Nella commedia si possono individuare due gruppi: da un lato il Terzetto costituito dalla signora Frola, il signor Ponza suo genero e la signora Ponza, che arrivano in città dopo che un terremoto ha distrutto il loro paese, dall’altro i concittadini, terribilmente incuriositi dal comportamento dei nuovi arrivati: il signor Ponza rifiuta infatti di ricevere la suocera in casa. Nascerà una vera e propria inchiesta, con ripetuti interrogatori dell’anziana signora e del genero, che però non serviranno a far luce sulla situazione.  L’uomo sostiene che la figlia della signora Frola è morta da quattro anni, e la donna che vive con lui è la sua seconda moglie; l’altra afferma che tutta questa storia è solo il frutto della follia del genero. Secondo il teorema pirandelliano – espresso per bocca di Laudisi – non c’è modo di conoscere oggettivamente la Verità: alla fine della commedia sarà la stessa signora Ponza a confermarlo, dicendo di essere “la figlia della signora Frola e la seconda moglie del signor Ponza”.

* [Materiale fornito]
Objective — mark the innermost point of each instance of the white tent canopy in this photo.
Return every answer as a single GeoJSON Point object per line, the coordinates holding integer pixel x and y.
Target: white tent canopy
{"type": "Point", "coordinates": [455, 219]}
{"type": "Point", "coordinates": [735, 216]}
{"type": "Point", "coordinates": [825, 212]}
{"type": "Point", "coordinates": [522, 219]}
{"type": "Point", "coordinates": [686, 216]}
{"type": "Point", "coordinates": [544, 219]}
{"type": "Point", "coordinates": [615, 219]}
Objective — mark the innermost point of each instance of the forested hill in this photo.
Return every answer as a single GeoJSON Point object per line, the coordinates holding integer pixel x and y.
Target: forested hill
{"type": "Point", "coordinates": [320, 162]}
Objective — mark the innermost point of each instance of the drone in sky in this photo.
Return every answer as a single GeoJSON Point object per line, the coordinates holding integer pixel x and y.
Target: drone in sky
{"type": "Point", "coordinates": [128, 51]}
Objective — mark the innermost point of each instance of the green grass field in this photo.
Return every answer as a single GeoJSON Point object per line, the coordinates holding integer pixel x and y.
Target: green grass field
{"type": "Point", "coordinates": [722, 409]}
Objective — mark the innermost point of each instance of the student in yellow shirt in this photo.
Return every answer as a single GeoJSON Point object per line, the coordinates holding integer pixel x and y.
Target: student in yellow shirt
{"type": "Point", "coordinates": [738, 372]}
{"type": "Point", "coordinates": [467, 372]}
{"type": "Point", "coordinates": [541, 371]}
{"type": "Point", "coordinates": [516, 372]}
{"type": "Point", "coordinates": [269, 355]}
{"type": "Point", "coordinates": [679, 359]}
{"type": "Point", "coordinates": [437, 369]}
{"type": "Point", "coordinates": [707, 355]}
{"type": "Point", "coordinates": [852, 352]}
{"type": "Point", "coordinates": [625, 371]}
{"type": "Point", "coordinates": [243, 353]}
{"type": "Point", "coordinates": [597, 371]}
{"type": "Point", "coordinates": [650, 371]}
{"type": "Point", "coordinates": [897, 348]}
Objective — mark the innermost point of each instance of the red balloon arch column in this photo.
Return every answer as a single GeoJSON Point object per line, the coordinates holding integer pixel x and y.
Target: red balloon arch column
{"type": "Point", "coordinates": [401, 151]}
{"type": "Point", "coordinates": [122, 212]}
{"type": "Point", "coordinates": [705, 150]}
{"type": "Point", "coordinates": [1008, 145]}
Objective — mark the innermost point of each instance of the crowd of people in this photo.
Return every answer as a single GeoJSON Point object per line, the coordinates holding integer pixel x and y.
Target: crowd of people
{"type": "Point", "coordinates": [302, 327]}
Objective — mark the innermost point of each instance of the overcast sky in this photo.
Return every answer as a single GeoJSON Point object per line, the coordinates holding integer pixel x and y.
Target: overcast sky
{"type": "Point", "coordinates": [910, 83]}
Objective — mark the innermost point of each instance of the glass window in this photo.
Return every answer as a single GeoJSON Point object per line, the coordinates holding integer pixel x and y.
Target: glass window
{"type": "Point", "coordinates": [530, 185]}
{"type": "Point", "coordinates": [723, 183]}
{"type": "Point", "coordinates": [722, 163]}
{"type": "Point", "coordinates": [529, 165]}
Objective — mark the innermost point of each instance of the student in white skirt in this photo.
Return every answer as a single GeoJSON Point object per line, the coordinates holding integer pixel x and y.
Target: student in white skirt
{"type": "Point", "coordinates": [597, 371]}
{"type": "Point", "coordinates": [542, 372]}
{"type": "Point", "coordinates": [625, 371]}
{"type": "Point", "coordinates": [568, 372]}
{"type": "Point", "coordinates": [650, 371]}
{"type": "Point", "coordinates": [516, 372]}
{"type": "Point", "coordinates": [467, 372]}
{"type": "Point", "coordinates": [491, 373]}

* [Compiti proposti]
#1 Riassumi in due frasi il brano sulla commedia pirandelliana.
#2 Prosegui il brano sulla commedia pirandelliana subito dopo la sua ultima frase.

* [Risposte ai compiti]
#1 Nella commedia, i concittadini, incuriositi dal rifiuto del signor Ponza di ricevere in casa la suocera, avviano una vera inchiesta sul Terzetto giunto in città dopo un terremoto, ma i ripetuti interrogatori non fanno luce sulla situazione. Il signor Ponza sostiene che la figlia della signora Frola è morta da quattro anni e che la donna con cui vive è la sua seconda moglie, mentre la signora Frola attribuisce tutto alla follia del genero, e alla fine la signora Ponza, dicendosi figlia dell'una e seconda moglie dell'altro, conferma che la Verità non si può conoscere oggettivamente.

#2
All’inizio degli anni Ottanta, Castri propose una soluzione al paradosso: la signora Ponza potrebbe dire la verità, se la prima moglie del signor Ponza fosse proprio la signora Frola. Ma nel riprendere in mano la commedia, Castri non è voluto tornare su questo aspetto (peraltro sviluppato anche nell’edizione televisiva del 1990) e si è soffermato su un altro punto: la coralità della commedia e la sua metateatralità. È stato il lavoro con il gruppo di giovani che gli ha dato “l’occasione di affrontare il testo in maniera più collettiva e giocosa”. Come nei Sei personaggi in cerca d’autore, per Castri, il succitato Terzetto reciterebbe la propria parte davanti ai crudeli e curiosi compaesani-spettatori.  Che si mostrano quindi come un unico e compatto pubblico. Di qui una serie di soluzioni sceniche: sul finale della commedia, con l’incalzare del ritmo dell’inchiesta, i personaggi si disporranno tutti intorno al palco, per osservare lo spettacolo offerto dal signor Ponza e dalla signora Frola, che concluderanno con un inchino la loro scena. In seguito, l’intero Terzetto uscirà di scena con fare teatrale, con una passerella in mezzo alla platea.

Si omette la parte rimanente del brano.